= Study questions =
A – Write out the part of the article on AI models and math tests starting with "The research team" and going on through "in step-by-step reasoning.".
B – Name every Korean AI model that the article on AI math tests reports a score for.
C – Proceed with the article on how AI models scored on math tests, picking up after its final sentence.

(Reading text Opens)

Logos of generative artificial intelligence (AI) applications are seen in this illustration. gettyimagesbank
Korean artificial intelligence (AI) models being developed under the government’s bid to assert technological sovereignty were found to lag behind leading overseas systems in tests modeled on the College Scholastic Ability Test and in advanced, essay-style mathematics questions.
The comparison was conducted by a research team led by Kim Jon-lark, a professor of mathematics at Sogang University, which asked 10 large language models to solve a total of 50 questions.
The set comprised 20 advanced CSAT mathematics problems, covering calculus, probability and statistics, geometry and common subjects, along with 30 essay-style questions drawn from top South Korean universities, Indian entrance examinations and graduate-level tests at the University of Tokyo.
Overseas models took the top spots. Google’s Gemini 3 Pro Preview ranked first with 92 points, correctly solving 46 of the 50 questions. Claude Opus 4.5 from Anthropic followed with 84 points, while Grok 4.1 Fast from xAI scored 82. GPT-5.1 from OpenAI earned 80 points, and China’s DeepSeek V3.2 posted 76 points.
By contrast, the performance of Korean models clustered near the bottom of the rankings. Solar Pro 2, developed by Upstage, recorded 58 points, the highest among domestic systems. HCX-007 from Naver scored 26 points, while EXAONE 4.0.1 from LG AI Research and A.X 4.0 (72B) from SK Telecom each scored 24 points. NC AI’s lightweight model, Llama-VARCO-8B-Instruct, finished last with just 2 points.
The research team said the gap remained even after allowing Korean models to use Python-based calculation tools to aid problem-solving, a measure intended to offset limitations in step-by-step reasoning.

(Reading text Closes)
(Data extract Opens)

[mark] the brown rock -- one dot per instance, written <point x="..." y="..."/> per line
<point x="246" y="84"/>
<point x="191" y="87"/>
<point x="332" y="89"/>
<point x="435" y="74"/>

(Data extract Closes)

= Outputs in order =
A –
The research team said the gap remained even after allowing Korean models to use Python-based calculation tools to aid problem-solving, a measure intended to offset limitations in step-by-step reasoning.

B –
Solar Pro 2
HCX-007
EXAONE 4.0.1
A.X 4.0 (72B)
Llama-VARCO-8B-Instruct

C –
Similar patterns emerged in follow-up tests using EntropyMath, a proprietary dataset designed to span difficulty levels from undergraduate coursework to research-grade mathematics.
Kim said the test was conducted after repeated questions about why there had been no public evaluation of Korean sovereign AI models using CSAT-level problems.
“We kept hearing why no one had assessed the five domestic models with college entrance exam questions, so we decided to run the tests ourselves,” he said. “The results showed that the current versions of Korean models remain significantly behind global frontier models.”
He stressed that the evaluation was based on publicly released versions of the domestic systems.
“Once the national team versions of these models are released, we plan to test them again using problems we develop ourselves,” Kim said.
Still, the results have fueled debate over Korea’s AI strategy. Industry officials say many domestic developers have prioritized service-oriented and enterprise applications rather than advanced mathematical reasoning.
A chief technology officer at an applied AI startup said Korean developers are primarily focused on building industrial AI systems, such as AI agents, making lower scores on exam-style math tests almost inevitable.
The findings have also raised questions about whether Korea’s current approach is sufficient to meet the government’s goal of building a homegrown AI foundation model ranked among the world’s top 10.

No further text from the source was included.